- Excerpted passage -

=====

I like this article, it says a lot of useful things to know, but I belive it should either be retitled "Due Process in the United States", or include a far more international focus. As it stands the article gives a dangerous impression that the United States has somehow monopolised the use of due process and it doesn't exist anywhere else in any form worth talking about for more than four lines. —Preceding unsigned comment added by 82.36.125.154 (talk) 00:36, 13 January 2008 (UTC)
- I disagree with placing a globalize tag on this article. Many articles don't take a global view, such as Statue of Liberty and Grand Canyon, and that's perfectly appropriate. The "Due Process" clause happens to be part of the US Constitution, and thus it's mainly related to the U.S. Nevertheless, "due process" does have a much smaller role in English law, and an even smaller role in other countries.
- The lead of the present article reflects this. The first sentence of the lead mentions both US and English law, and the last sentence of the lead mentions other countries. The first section of the article also contains subsections for the US and England. The last section of the present article is titled "International due process." More material can be placed in that section if it's sufficiently notable. As of now, however, I don't think there's a sufficient amount of stuff in this article to start spinning it out to other new articles.Ferrylodge (talk) 00:49, 13 January 2008 (UTC)
Whoa, a mere 7 minutes passed before someone disagreed so much they ripped off the template and didn't bother to discuss why here. To answer Ferrylodge's edit comment "Many articles don't take a global view, such as Statue of Liberty and Grand Canyon. The "Due Process" clause happens to be part of the US Constitution." - my reason is simple. Unlike the Statue of Liberty or the Grand Canyon, due process does exist outside the United States. It is and has been part of the UK Constitution since the Magna Carta, and has existed in the European Convention on Human Rights, which 47 countries are party to, as Article 6, since 1957. So it is not just yours. This article implies that it is, and that will sadly mean lots of people will think that due process does only exist in the US. —Preceding unsigned comment added by 82.36.125.154 (talk) 00:46, 13 January 2008 (UTC)

=====

- Provided data -
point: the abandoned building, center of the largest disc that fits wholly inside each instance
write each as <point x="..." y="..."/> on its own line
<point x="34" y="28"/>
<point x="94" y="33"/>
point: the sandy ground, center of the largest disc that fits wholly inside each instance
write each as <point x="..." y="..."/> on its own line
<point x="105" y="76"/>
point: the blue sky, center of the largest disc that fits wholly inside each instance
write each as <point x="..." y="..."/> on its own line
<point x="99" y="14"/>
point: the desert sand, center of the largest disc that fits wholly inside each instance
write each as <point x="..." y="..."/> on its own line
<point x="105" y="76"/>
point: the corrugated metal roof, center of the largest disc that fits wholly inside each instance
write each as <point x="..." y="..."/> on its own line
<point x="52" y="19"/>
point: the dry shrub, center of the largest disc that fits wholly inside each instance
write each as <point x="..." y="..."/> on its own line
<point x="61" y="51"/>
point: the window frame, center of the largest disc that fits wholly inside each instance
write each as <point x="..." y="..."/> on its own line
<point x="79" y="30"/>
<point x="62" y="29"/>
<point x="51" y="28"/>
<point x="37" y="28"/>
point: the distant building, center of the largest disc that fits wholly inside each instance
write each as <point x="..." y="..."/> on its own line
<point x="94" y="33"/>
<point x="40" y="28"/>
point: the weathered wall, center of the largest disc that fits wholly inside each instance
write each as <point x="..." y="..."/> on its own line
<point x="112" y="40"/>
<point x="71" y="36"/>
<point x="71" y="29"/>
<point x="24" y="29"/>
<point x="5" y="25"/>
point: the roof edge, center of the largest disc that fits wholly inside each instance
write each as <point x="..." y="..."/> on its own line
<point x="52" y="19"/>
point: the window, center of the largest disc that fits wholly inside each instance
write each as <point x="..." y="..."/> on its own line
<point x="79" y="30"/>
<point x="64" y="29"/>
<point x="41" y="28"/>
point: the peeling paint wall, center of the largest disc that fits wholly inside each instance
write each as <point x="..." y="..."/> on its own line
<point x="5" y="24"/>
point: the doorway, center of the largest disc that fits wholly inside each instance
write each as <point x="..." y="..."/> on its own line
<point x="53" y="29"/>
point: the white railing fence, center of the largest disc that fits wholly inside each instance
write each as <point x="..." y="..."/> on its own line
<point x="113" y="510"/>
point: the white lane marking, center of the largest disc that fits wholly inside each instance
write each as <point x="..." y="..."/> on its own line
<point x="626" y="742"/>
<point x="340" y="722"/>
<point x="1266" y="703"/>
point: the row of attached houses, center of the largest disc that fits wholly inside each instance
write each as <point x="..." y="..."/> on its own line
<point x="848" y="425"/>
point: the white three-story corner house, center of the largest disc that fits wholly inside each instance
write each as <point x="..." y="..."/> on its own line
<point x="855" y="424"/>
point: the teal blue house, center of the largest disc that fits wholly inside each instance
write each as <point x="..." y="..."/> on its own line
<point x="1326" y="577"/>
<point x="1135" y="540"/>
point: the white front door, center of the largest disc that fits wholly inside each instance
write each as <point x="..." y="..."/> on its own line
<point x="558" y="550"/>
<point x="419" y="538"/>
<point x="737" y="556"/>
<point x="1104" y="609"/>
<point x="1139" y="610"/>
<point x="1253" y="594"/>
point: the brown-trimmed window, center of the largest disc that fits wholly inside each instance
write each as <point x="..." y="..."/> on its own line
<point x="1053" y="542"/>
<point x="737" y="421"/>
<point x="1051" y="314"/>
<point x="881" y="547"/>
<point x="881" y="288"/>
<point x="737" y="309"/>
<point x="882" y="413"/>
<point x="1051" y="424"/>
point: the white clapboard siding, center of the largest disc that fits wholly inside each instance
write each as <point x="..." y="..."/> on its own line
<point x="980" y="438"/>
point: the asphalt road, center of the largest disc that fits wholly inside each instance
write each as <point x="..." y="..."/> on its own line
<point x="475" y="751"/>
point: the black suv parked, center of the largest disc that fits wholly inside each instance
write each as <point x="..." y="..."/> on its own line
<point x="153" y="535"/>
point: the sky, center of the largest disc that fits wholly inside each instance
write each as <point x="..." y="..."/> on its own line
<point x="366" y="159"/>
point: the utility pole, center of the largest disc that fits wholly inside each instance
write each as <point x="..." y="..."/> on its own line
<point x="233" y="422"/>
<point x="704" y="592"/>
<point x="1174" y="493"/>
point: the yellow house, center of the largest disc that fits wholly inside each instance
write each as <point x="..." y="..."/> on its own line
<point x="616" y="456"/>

=====

- What you need to do -
**A)** Translate this sentence from the discussion about the due process article into Spanish: "Unlike the Statue of Liberty or the Grand Canyon, due process does exist outside the United States."
**B)** Please write what comes next in the discussion about the due process article, starting after its final comment.

- Expected responses -
**A)** A diferencia de la Estatua de la Libertad o el Gran Cañón, el debido proceso sí existe fuera de los Estados Unidos.

**B)**
- That's interesting. Does Article 6 of the European Convention on Human Rights use the words "due process"?Ferrylodge (talk) 00:51, 13 January 2008 (UTC)
(undent)Okay, I'll answer that question. Article 6 of the ECHR does not use the words "due process". Here's the full text:
“ | Article 6 – Right to a fair trial1
In the determination of his civil rights and obligations or of any criminal charge against him, everyone is entitled to a fair and public hearing within a reasonable time by an independent and impartial tribunal established by law. Judgment shall be pronounced publicly but the press and public may be excluded from all or part of the trial in the interests of morals, public order or national security in a democratic society, where the interests of juveniles or the protection of the private life of the parties so require, or to the extent strictly necessary in the opinion of the court in special circumstances where publicity would prejudice the interests of justice. Everyone charged with a criminal offence shall be presumed innocent until proved guilty according to law. Everyone charged with a criminal offence has the following minimum rights: to be informed promptly, in a language which he understands and in detail, of the nature and cause of the accusation against him; to have adequate time and facilities for the preparation of his defence; to defend himself in person or through legal assistance of his own choosing or, if he has not sufficient means to pay for legal assistance, to be given it free when the interests of justice so require; to examine or have examined witnesses against him and to obtain the attendance and examination of witnesses on his behalf under the same conditions as witnesses against him; to have the free assistance of an interpreter if he cannot understand or speak the language used in court. |
” |
We have to be careful in this article to not project our own views of "due process." If the ECHR does not self-identify as a "due process" provision, then I don't think it's proper for us to identify it as such. The lead paragraph of the present article refers to "the concepts of natural justice and procedural justice used in various other jurisdictions." I think that Article 6 of the ECHR falls more in the category of procedural justice, which is not necessarily synonymous with "due process".Ferrylodge (talk) 00:57, 13 January 2008 (UTC)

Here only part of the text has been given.